Reproduce each of the entries below, substituting "labeled fields" for "named fields" wherever it occurs and changing nothing else.

[start]

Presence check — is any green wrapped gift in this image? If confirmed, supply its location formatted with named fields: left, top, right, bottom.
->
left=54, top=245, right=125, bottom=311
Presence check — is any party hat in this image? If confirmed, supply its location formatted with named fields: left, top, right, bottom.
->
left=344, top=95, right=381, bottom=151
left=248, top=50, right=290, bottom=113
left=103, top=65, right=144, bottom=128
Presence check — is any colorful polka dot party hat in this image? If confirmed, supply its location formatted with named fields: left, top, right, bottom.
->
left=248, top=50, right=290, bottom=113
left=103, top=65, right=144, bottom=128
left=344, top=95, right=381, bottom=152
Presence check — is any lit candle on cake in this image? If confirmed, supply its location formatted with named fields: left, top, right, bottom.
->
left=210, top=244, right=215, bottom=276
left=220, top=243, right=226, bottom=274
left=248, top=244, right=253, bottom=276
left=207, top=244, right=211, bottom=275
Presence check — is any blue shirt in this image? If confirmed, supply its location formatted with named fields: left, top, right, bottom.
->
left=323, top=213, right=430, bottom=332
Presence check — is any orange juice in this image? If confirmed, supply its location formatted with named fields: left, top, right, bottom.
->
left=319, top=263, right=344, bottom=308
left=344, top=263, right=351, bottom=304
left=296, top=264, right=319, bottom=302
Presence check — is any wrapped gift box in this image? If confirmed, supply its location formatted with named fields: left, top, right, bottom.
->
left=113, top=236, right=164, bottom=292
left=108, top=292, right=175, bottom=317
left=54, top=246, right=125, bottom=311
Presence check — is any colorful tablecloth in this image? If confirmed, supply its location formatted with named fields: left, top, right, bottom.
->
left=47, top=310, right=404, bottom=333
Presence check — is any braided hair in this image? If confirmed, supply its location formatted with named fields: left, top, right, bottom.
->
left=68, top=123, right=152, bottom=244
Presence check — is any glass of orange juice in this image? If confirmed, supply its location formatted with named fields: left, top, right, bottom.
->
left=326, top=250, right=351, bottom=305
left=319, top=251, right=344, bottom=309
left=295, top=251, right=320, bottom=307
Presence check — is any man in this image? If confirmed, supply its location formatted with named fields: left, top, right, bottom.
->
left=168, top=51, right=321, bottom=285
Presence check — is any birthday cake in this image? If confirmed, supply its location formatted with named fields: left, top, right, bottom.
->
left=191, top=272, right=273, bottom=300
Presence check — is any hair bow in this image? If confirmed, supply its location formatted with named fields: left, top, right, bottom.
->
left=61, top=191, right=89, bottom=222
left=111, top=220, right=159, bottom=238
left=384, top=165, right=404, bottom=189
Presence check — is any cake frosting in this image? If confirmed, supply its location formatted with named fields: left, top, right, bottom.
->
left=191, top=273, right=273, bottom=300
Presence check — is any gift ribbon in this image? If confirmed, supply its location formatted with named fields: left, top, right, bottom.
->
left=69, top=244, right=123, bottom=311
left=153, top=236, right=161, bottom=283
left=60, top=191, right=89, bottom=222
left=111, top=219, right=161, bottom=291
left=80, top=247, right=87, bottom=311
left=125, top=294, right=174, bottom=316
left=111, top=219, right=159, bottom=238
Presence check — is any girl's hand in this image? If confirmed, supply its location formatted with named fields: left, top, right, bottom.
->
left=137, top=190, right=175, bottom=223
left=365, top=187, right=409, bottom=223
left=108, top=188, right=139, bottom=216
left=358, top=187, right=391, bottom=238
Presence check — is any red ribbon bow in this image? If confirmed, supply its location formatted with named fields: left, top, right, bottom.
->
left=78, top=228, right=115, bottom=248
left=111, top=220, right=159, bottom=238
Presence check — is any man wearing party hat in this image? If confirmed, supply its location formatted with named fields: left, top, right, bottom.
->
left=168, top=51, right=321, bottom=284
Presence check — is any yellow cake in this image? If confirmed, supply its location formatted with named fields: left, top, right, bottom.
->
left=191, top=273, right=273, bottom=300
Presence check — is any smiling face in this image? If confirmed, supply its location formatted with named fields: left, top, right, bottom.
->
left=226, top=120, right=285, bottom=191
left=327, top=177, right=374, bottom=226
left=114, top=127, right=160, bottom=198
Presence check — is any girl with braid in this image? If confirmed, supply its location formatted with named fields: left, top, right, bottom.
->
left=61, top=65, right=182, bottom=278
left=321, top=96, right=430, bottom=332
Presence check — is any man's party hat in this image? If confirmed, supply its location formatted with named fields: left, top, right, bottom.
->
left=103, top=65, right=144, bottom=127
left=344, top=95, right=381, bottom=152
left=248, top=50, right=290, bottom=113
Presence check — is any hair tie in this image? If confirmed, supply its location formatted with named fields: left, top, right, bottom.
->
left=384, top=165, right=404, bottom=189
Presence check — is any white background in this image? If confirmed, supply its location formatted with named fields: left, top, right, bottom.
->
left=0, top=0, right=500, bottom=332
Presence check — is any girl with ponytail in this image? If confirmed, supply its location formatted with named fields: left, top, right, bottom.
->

[end]

ANSWER FOR THE TASK
Presence check — is any green wrapped gift in this image? If confirmed, supply its location formatted with labeled fields: left, top, right, bottom.
->
left=54, top=245, right=125, bottom=311
Presence check — is any party hat in this image? If confirmed, supply its location formatted with labeled fields: left, top, right, bottom.
->
left=344, top=95, right=381, bottom=151
left=248, top=50, right=290, bottom=113
left=103, top=65, right=144, bottom=128
Presence check — is any colorful polka dot party hat in this image? If confirmed, supply its location formatted with labeled fields: left, top, right, bottom.
->
left=248, top=50, right=290, bottom=113
left=103, top=65, right=144, bottom=128
left=344, top=95, right=381, bottom=152
Presence check — is any lit candle on cake in this image? If confirmed, supply its location formatted with labeled fields: left, top, right, bottom.
->
left=210, top=244, right=215, bottom=276
left=220, top=243, right=226, bottom=274
left=248, top=244, right=253, bottom=276
left=207, top=244, right=211, bottom=275
Presence check — is any blue shirt in this image? If confirmed, supply its location formatted with labeled fields: left, top, right, bottom.
->
left=323, top=213, right=430, bottom=332
Presence check — is any orange juice in this image? If confirmed, supply its location formatted with labeled fields: left, top, right, bottom.
->
left=319, top=263, right=344, bottom=308
left=344, top=263, right=351, bottom=304
left=296, top=264, right=319, bottom=302
Presence check — is any wrapped gift box in this image? If confirmed, supply its location formatted with labeled fields: left, top, right, bottom.
->
left=113, top=236, right=164, bottom=292
left=108, top=292, right=175, bottom=317
left=54, top=246, right=125, bottom=311
Presence check — is any colorful tablecloth in this image? If confirmed, supply its location formatted with labeled fields: left, top, right, bottom.
->
left=47, top=310, right=404, bottom=333
Presence check — is any braided hair in this image? If confirmed, supply its location formatted with labeled fields: left, top, right, bottom.
->
left=68, top=123, right=152, bottom=244
Presence check — is any glass of orange juice in this image? If confirmed, supply its location formatted with labeled fields: left, top, right, bottom.
->
left=326, top=250, right=351, bottom=305
left=319, top=251, right=344, bottom=309
left=295, top=251, right=320, bottom=307
Presence check — is any man in this image? If confirmed, supply its location formatted with labeled fields: left, top, right, bottom.
->
left=168, top=51, right=321, bottom=285
Presence check — is any birthday cake in this image? If confirmed, supply its location formatted with labeled fields: left, top, right, bottom.
->
left=191, top=272, right=273, bottom=300
Presence check — is any hair bow in this image? If confirmed, supply its location formatted with labeled fields: left, top, right, bottom.
->
left=61, top=191, right=89, bottom=222
left=111, top=220, right=159, bottom=238
left=384, top=165, right=404, bottom=189
Presence check — is any cake frosting in this image? If confirmed, supply its location formatted with labeled fields: left, top, right, bottom.
->
left=191, top=273, right=273, bottom=300
Presence check — is any gift ribbon in this image? If confirmed, supply its location formatted with labeled fields: left, top, right, bottom.
->
left=69, top=244, right=123, bottom=311
left=153, top=236, right=161, bottom=283
left=60, top=191, right=89, bottom=222
left=111, top=219, right=161, bottom=291
left=80, top=247, right=87, bottom=311
left=125, top=294, right=174, bottom=316
left=111, top=219, right=159, bottom=238
Presence check — is any girl's hand in this image? If confirmed, supply its location formatted with labeled fields: left, top, right, bottom.
->
left=137, top=190, right=175, bottom=223
left=365, top=187, right=409, bottom=223
left=108, top=188, right=139, bottom=216
left=358, top=187, right=391, bottom=238
Presence check — is any red ribbon bow in this image? If confirmed, supply its location formatted with labeled fields: left, top, right, bottom.
->
left=78, top=228, right=115, bottom=248
left=111, top=220, right=159, bottom=238
Presence check — is any man wearing party hat in this image? If confirmed, supply its location formatted with labeled fields: left, top, right, bottom.
->
left=168, top=51, right=321, bottom=284
Presence check — is any yellow cake in this image? If confirmed, supply its location formatted with labeled fields: left, top, right, bottom.
->
left=191, top=273, right=273, bottom=300
Presence check — is any smiling face in this image? If confirmed, supply its location formatted with labeled fields: left, top, right, bottom.
->
left=226, top=120, right=285, bottom=191
left=327, top=177, right=374, bottom=226
left=114, top=127, right=160, bottom=198
Presence check — is any girl with braid in this image? If confirmed, supply its location formatted with labeled fields: left, top, right, bottom.
->
left=61, top=65, right=182, bottom=278
left=321, top=96, right=430, bottom=332
Presence check — is any man's party hat in this image? If confirmed, supply its location formatted with labeled fields: left, top, right, bottom.
->
left=103, top=65, right=144, bottom=127
left=344, top=95, right=381, bottom=152
left=248, top=50, right=290, bottom=113
Presence check — is any hair tie in this image? If confirmed, supply its location formatted with labeled fields: left, top, right, bottom.
->
left=384, top=165, right=404, bottom=189
Presence check — is any white background in this image? If confirmed, supply its location formatted with labeled fields: left, top, right, bottom.
->
left=0, top=0, right=500, bottom=332
Presence check — is any girl with ponytail in this image? If confirmed, supply its location formatted with labeled fields: left, top, right, bottom.
->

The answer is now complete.